### Work instruction
Starting at the line containing "The prompts of" and stopping after the line containing "110L233 98L225 99L194", write those lines out again, substituting "coarse mask" for "rough mask" and leaving everything else unchanged.

Extracted data entries:
┌──
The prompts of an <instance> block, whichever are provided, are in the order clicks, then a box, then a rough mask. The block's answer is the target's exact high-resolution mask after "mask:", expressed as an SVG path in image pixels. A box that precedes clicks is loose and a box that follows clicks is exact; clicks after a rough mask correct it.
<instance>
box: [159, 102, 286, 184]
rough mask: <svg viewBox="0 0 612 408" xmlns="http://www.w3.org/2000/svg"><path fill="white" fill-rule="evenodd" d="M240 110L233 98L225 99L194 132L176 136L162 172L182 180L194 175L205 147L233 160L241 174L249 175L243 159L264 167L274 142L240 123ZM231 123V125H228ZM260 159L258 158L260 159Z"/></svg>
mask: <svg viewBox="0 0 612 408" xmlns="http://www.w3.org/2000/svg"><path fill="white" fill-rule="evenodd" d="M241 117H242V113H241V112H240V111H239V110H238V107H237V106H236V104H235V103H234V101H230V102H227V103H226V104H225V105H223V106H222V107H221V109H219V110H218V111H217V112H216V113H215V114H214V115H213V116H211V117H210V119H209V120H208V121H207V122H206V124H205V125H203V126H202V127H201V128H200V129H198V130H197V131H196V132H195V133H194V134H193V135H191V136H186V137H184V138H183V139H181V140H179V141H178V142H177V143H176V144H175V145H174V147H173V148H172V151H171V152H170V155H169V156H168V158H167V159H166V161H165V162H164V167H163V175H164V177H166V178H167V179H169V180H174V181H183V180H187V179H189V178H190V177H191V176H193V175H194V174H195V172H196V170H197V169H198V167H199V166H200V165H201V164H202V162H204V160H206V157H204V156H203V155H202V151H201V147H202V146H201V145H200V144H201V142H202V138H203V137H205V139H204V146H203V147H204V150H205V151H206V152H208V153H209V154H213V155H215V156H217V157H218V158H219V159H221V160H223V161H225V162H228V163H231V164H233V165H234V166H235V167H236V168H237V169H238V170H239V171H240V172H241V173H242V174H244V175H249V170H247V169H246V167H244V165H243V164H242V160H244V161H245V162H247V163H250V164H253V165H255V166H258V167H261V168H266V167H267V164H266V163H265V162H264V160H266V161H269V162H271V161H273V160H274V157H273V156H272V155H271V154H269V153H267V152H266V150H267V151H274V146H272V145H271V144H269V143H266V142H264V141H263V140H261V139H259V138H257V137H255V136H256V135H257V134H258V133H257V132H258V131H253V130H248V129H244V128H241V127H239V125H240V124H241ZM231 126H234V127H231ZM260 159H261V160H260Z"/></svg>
└──
┌──
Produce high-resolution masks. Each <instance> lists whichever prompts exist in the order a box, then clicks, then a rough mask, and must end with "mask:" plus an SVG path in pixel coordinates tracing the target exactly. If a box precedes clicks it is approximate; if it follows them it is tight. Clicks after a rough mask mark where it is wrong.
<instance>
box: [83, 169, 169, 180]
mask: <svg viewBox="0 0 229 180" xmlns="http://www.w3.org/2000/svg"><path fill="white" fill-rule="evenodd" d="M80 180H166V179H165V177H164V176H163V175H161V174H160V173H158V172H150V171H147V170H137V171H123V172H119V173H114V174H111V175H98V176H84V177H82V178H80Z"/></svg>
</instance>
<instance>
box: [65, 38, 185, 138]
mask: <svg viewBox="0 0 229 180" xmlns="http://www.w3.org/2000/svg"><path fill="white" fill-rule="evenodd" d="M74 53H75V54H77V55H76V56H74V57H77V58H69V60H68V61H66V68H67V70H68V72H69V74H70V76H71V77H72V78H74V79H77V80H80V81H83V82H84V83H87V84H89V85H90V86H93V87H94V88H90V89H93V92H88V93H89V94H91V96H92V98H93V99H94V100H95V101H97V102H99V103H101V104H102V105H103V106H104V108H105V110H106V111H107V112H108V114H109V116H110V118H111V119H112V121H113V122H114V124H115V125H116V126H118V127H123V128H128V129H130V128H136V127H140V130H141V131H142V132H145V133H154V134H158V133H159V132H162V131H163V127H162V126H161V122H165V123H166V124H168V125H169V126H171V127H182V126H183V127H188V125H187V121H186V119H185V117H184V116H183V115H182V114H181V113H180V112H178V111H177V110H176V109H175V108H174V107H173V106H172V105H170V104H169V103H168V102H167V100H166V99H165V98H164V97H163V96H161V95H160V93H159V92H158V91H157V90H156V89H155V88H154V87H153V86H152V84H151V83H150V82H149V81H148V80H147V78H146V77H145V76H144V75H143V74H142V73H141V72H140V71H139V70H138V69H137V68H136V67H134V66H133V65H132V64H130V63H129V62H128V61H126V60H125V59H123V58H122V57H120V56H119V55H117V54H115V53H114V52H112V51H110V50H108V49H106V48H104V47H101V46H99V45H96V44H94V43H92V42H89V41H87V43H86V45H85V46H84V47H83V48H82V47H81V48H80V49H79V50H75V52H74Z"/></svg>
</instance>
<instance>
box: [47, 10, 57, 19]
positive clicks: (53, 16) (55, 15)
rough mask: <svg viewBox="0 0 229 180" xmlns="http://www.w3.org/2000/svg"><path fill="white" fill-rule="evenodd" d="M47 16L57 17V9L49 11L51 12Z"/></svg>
└──
### Output
The prompts of an <instance> block, whichever are provided, are in the order clicks, then a box, then a coarse mask. The block's answer is the target's exact high-resolution mask after "mask:", expressed as an SVG path in image pixels. A box that precedes clicks is loose and a box that follows clicks is exact; clicks after a coarse mask correct it.
<instance>
box: [159, 102, 286, 184]
coarse mask: <svg viewBox="0 0 612 408" xmlns="http://www.w3.org/2000/svg"><path fill="white" fill-rule="evenodd" d="M240 110L233 98L225 99L194 132L176 136L162 172L182 180L194 175L205 147L233 160L241 174L249 175L243 159L264 167L274 142L240 123ZM231 123V125H228ZM260 159L258 158L260 159Z"/></svg>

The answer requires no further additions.